> _WORK REQUEST_:
Omit the pictures while printing every entry below exactly as given.

> _DATA TO USE_:
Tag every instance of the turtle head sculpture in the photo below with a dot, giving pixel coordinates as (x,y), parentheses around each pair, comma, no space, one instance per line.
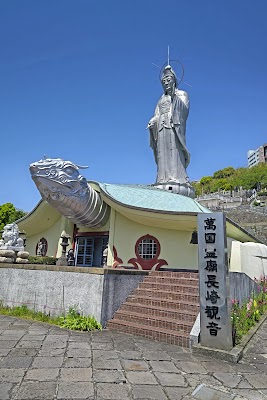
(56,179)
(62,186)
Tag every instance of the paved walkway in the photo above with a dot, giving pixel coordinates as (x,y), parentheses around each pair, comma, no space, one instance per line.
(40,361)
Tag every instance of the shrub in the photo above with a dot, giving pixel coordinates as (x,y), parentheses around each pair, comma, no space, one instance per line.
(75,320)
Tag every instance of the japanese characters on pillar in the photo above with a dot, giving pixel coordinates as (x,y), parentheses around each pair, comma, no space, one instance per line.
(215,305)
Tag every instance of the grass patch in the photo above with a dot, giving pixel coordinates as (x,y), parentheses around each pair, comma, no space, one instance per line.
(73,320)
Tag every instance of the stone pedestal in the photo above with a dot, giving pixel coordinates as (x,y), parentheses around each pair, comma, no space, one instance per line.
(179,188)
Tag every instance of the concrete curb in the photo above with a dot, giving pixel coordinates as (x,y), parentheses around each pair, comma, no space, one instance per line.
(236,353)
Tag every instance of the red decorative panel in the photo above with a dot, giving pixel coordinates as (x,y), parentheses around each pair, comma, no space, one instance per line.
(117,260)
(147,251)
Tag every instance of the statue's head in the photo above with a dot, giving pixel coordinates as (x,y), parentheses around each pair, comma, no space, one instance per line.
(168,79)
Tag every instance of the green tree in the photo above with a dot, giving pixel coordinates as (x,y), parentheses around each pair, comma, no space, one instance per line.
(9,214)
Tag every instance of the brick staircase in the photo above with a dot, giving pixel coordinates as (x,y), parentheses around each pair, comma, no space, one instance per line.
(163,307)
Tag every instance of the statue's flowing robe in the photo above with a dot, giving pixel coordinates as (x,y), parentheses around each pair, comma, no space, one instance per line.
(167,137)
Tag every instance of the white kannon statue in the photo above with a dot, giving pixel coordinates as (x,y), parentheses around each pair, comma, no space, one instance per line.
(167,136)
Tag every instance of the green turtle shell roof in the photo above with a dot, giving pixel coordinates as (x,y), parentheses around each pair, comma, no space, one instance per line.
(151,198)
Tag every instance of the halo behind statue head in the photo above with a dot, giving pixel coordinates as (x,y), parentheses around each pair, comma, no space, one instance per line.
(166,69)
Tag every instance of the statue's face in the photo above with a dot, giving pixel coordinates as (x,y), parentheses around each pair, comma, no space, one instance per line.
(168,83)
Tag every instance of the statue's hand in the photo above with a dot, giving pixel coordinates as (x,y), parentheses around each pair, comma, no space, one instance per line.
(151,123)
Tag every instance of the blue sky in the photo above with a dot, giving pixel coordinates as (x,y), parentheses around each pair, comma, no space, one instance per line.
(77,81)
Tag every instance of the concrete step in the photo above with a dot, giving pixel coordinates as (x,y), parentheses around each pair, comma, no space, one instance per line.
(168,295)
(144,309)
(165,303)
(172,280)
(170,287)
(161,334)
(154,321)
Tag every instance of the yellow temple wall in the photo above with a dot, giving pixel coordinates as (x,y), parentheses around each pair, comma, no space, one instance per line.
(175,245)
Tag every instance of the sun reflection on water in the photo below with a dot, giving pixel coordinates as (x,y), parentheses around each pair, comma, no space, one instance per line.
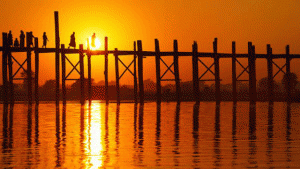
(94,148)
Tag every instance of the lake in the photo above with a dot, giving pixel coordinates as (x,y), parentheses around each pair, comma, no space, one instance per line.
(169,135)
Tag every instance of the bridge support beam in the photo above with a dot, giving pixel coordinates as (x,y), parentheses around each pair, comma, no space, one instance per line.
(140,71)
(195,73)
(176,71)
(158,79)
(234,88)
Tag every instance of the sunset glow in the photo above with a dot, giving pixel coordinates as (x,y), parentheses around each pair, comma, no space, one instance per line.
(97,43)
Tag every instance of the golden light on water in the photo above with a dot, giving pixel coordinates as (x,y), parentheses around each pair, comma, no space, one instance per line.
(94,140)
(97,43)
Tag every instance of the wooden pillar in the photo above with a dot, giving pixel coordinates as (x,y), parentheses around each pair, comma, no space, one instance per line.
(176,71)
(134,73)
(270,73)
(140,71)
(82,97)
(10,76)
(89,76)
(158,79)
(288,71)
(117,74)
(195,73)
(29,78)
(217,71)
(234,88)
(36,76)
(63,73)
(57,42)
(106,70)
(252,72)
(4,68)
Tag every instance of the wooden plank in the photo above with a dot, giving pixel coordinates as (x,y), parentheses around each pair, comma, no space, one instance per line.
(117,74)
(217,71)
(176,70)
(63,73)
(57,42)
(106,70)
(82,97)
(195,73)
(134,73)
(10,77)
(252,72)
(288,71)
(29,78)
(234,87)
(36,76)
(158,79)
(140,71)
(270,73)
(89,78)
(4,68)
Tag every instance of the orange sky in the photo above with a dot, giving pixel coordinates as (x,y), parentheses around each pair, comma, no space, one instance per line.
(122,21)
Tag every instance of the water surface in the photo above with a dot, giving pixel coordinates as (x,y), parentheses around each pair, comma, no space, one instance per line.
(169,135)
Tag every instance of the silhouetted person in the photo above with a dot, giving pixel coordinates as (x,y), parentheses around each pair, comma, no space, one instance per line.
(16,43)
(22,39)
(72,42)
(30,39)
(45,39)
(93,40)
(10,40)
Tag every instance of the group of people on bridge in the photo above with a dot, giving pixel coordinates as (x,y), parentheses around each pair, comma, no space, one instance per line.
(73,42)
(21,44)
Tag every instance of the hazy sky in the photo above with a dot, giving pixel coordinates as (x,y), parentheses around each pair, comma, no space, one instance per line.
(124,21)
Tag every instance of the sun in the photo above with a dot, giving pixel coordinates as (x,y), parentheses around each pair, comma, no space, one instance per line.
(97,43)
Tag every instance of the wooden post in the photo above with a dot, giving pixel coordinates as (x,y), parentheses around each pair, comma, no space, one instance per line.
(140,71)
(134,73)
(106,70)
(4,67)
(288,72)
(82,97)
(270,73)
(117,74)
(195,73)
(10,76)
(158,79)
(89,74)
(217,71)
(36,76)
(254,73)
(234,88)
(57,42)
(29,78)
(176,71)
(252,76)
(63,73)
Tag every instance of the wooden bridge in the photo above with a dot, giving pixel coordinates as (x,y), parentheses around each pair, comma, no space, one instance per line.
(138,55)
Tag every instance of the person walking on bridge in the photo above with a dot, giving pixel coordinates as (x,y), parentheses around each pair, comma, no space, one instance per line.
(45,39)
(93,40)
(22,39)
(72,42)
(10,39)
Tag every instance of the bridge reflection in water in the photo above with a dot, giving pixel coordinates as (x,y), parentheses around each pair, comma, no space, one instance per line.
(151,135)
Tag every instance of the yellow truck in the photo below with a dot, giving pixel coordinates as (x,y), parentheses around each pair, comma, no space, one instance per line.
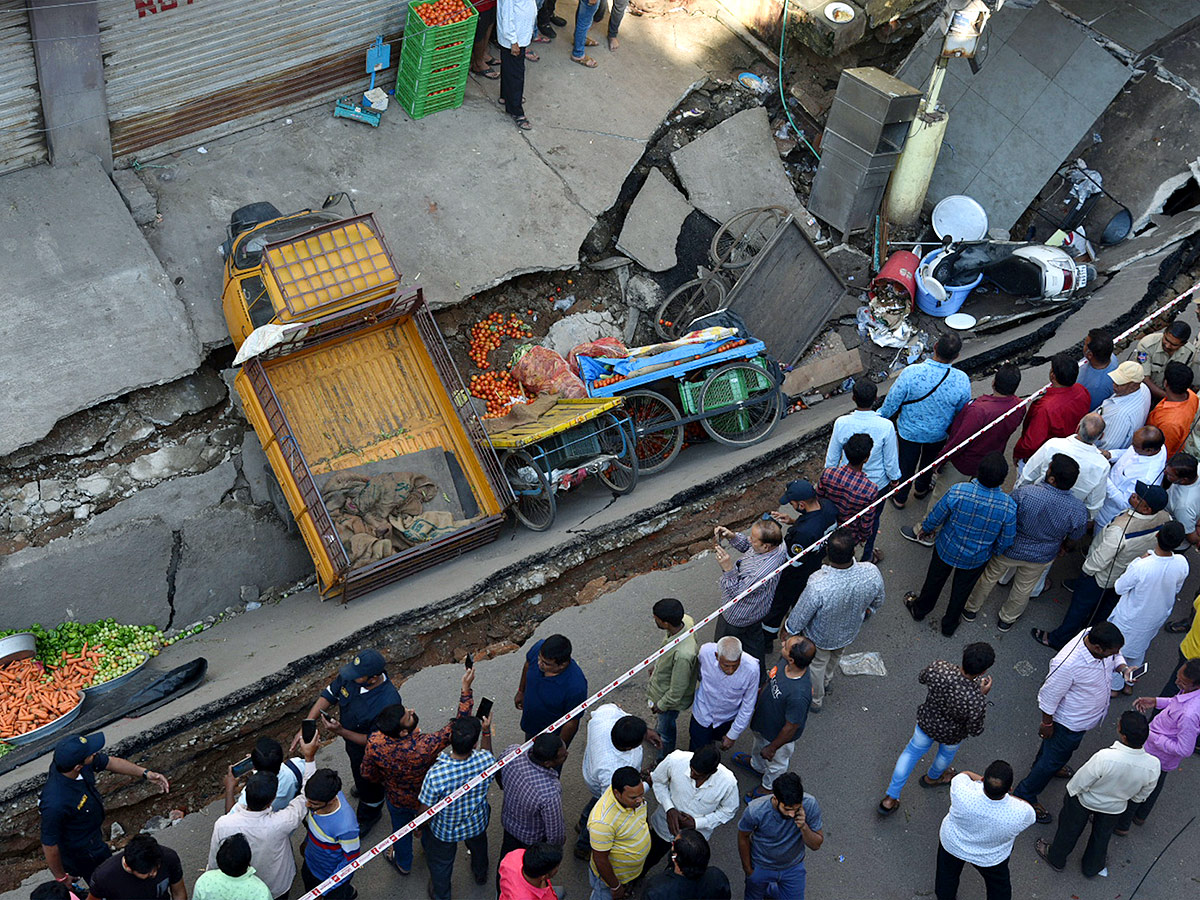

> _EXERCISE OUTPUT_:
Tag every instance of the turtle head sculpture in the photo below with a dot, giving pixel coordinates as (x,y), parentheses around each pair, comma, no space, one instance per line.
(56,179)
(62,186)
Tag every instance of the paved walkway in the photo above with a dot, giving pixel coordinates as (x,y), parentheses around each pair, comma, no space, one instance per line.
(40,361)
Tag every instance of the shrub in the photo above with a dot, giving pixel coordinates as (x,y), parentheses around each pair, comma, no space, one instance per line.
(75,320)
Tag every instance of the japanese characters on pillar in the photo above with a dot, giving pixel coordinates as (x,y), parentheses around each pair, comma, no space, one instance per line.
(215,305)
Tag every instance of the grass patch in the photo above with a dot, giving pixel coordinates as (x,y), parentheses around each pair, comma, no space, one instance per line.
(73,320)
Tag every instance of the stone pedestal in the photo above with a dot, giving pixel coordinates as (x,y), parentheses around each pair, comma, no space, one instance per line.
(179,188)
Tag every instance of the concrete curb in the photo above with a dot, giving pixel coordinates as (x,y), parentheses around each pair, comma, no space, one instance per line.
(236,353)
Tag every instance of the red decorative panel in the photo above with a dot, giving pixel coordinates as (x,y), parentheses around each pair, comma, no space, one instance per line.
(117,260)
(147,251)
Tag every instance of the statue's head in the photo above with a dot, giving pixel coordinates as (x,y), parentheses around each pair, comma, no space, one instance per line.
(168,79)
Tag every instance of the green tree in the photo above with a dot, giving pixel coordinates as (x,y), parentheses around each pair, comma, no space, one instance per line.
(9,214)
Tag every instance of the brick staircase in the photo above with a dot, giving pixel coordinates as (x,y), parentheses around each pair, comma, no space, one instance per line.
(163,307)
Tag every instance of the statue's flowing robe in the photo above with a dot, giving pixel coordinates as (x,y), parentheses around each pair, comma, no space, one instance per line.
(167,137)
Tag every instance of the white kannon statue in the photo above with a dot, giving pixel coordinates as (x,y), parentheses around each pair, comma, no space, one instance per line.
(167,136)
Tag every instance of the green turtle shell roof in the photo above with a dot, giving pixel coordinates as (x,y), parentheses around each pair, comma, no space, one instance per line.
(151,198)
Tag every instance of the halo behind statue head in the photo above with a dot, giving pixel coordinates as (x,y), parentheses around each pair, comma, no space, one instance per line.
(166,69)
Tag every instance of the statue's face in the photo above with a dot, giving pixel coordinates as (x,y), parentheses around each pair, comma, no space, one instance per line.
(168,83)
Tag every instance of the statue's hand in the photo above with a dot, giving pixel coordinates as (x,y), parentheses around each pair, comma, no space, one instance per line.
(151,123)
Tag every instance of the blue sky in the photo above with a dot, giving pixel coordinates as (x,y), parentheses around each pair, comma, no space, one instance per line.
(77,81)
Tag every instance of the concrete step in the photo above with a dot, giving pixel coordinates as (x,y), parentheses around each pair, comma, no space, one instance per line.
(168,295)
(144,309)
(165,303)
(172,280)
(170,287)
(161,334)
(154,321)
Tag every instance of the yellow temple wall in the photo above with a dot, giving pixel coordinates as (x,y), parentheses around each pair, comma, no space, one instance per line.
(175,245)
Tag every instance of the sun reflection on water in the photo below with a dot, giving pixel coordinates as (x,y), parentheses around each pair, comma, no space, one instance per line.
(94,148)
Tag every instance of the lake in the photo above with a dot, giving pixel coordinates as (x,y), parentheses around each pair, comma, no space, one instance per line.
(169,135)
Tag every instance of the bridge support beam in the photo above with a dot, giving pixel coordinates as (x,y), parentheses around each pair, comma, no space, one instance per line.
(140,71)
(195,73)
(176,71)
(158,79)
(234,88)
Tag every instance of the sunset glow in the photo above with a dot, giving pixel coordinates as (x,y), parentheses around each pair, comma, no space, one instance per line.
(97,43)
Tag every instance of the golden light on water in the photo above with a dot, giving pixel coordinates as (x,y), parentheses around each pair, comma, no space, one instance per line.
(94,140)
(97,43)
Tag every instance of the wooden pillar in the photo above with a dot, giving pixel coordinates as (x,y), parentheses around each pair, comma, no space, one instance per line.
(176,71)
(134,73)
(270,73)
(140,71)
(82,97)
(10,76)
(89,76)
(158,79)
(288,71)
(117,74)
(195,73)
(29,78)
(217,71)
(234,88)
(36,76)
(63,73)
(57,42)
(106,70)
(252,72)
(4,68)
Tag every instance of the wooden plank in the photo above with a dot, giving pixel coordinates as (x,y), parentheses around each pair, comma, no space, one instance per line.
(117,74)
(217,71)
(176,70)
(63,73)
(57,42)
(106,70)
(82,97)
(195,73)
(134,73)
(10,77)
(252,72)
(288,71)
(29,78)
(234,87)
(36,76)
(158,79)
(140,71)
(270,73)
(89,78)
(4,68)
Tag every instance of the orange sky in the photo above with a dot, giving pixel coordinates as (x,y), parentheses around each pair, comma, no space, one instance per line.
(122,21)
Tag every instance of the water surface in the photo above with a dot, giving pixel coordinates as (x,y), parentheses around each pair, comma, no space, one instance per line.
(169,135)
Tag every instance of the silhouetted person in the photo above with a dot, giving pixel coordinates as (x,y), parentheses around each pair, comma, no space, one instance per line.
(16,43)
(22,39)
(72,42)
(30,39)
(45,39)
(93,40)
(10,40)
Tag every instance of the group of people on bridge in the photo above with a dot, giving pixel coordinates as (x,y), parentheses around each pair, comma, no space, one instance per line.
(73,42)
(21,44)
Tag every instance of the hazy sky in the photo above with a dot, giving pixel coordinates as (x,y), parentheses around each pair, comma, no space, one instance per line.
(124,21)
Tag every instance of the sun in the photo above with a dot, giving pixel coordinates as (x,y), parentheses around each pair, comma, no space, one instance per line.
(97,43)
Tag every instance of the wooden post in the photo above with a dot, giving pixel coordinates as (x,y), parentheses around each pair, comma, no space, one instance per line.
(140,71)
(134,73)
(106,70)
(4,67)
(288,72)
(82,97)
(270,73)
(117,74)
(195,73)
(10,76)
(158,79)
(89,74)
(217,71)
(36,76)
(254,73)
(234,88)
(57,42)
(29,78)
(176,71)
(252,76)
(63,73)
Tag every instance of the wooden bridge in the photo above with a dot, giving pixel coordinates as (x,y), parentheses around each pair, comma, no space, one instance per line.
(138,55)
Tag every instance of the person walking on bridge in the photo above with a dot, giving pixel coordinates as (x,y), parentheses around each pair, comma, no space, one instance per line.
(45,39)
(93,40)
(22,39)
(72,42)
(10,39)
Tag every instance of the bridge reflection in water in the photo above with a dot, giving pixel coordinates as (x,y), parentheses around each pair, comma, no space, one instance per line.
(151,135)
Tag every instance of the yellow truck in the photo below with a dot, giving pixel coordinates as (x,y), parentheses around each pair, comma, no space, one instance per line.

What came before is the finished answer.